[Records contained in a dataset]
▶
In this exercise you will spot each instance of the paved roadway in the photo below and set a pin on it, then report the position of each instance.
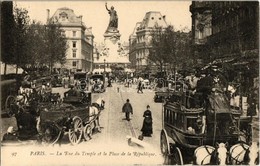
(112, 140)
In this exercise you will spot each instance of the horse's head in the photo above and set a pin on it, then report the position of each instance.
(219, 156)
(253, 154)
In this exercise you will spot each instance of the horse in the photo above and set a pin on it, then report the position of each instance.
(253, 154)
(244, 154)
(237, 153)
(208, 155)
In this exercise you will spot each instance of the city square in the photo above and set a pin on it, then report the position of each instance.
(164, 90)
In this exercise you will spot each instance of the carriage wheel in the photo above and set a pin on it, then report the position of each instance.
(10, 100)
(50, 133)
(165, 147)
(75, 132)
(87, 132)
(176, 157)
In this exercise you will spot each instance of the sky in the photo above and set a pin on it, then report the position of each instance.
(129, 13)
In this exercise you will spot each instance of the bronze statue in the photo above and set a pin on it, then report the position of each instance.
(113, 21)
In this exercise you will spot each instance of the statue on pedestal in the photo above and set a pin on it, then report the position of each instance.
(113, 21)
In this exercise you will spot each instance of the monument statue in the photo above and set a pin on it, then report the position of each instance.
(113, 21)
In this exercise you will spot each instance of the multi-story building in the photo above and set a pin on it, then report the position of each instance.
(233, 41)
(225, 29)
(139, 40)
(79, 39)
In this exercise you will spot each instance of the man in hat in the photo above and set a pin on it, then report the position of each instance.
(127, 109)
(10, 135)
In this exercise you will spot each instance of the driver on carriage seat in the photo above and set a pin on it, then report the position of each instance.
(71, 92)
(26, 124)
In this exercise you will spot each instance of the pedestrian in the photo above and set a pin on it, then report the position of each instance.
(140, 87)
(147, 128)
(127, 109)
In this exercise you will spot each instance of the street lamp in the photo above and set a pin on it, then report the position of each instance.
(104, 65)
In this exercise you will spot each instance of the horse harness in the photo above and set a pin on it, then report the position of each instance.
(236, 157)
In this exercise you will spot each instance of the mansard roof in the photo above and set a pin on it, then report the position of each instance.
(153, 18)
(67, 17)
(135, 29)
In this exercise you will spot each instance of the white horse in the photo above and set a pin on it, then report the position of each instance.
◀
* **OBJECTIVE**: Reproduce the lines of the entries above exactly, but only from the line containing "In this exercise you will spot each instance of the street" through the final line.

* **REPLY**:
In this exercise you will spot each instance of the street lamp in the photo above and set a pin on it, then report the position of each instance.
(104, 65)
In this exercise you will spot each instance of the horse harness in the photo above and set a pin on it, then report the position of each instance.
(236, 157)
In this exercise you will spot each instance of the mansard roof in the photo above and set a pin on it, then report the position of each instance.
(153, 18)
(67, 17)
(135, 29)
In this exercise you will spot each instance of the white horse in the photo above and set a pin on it, then report the position of each instance.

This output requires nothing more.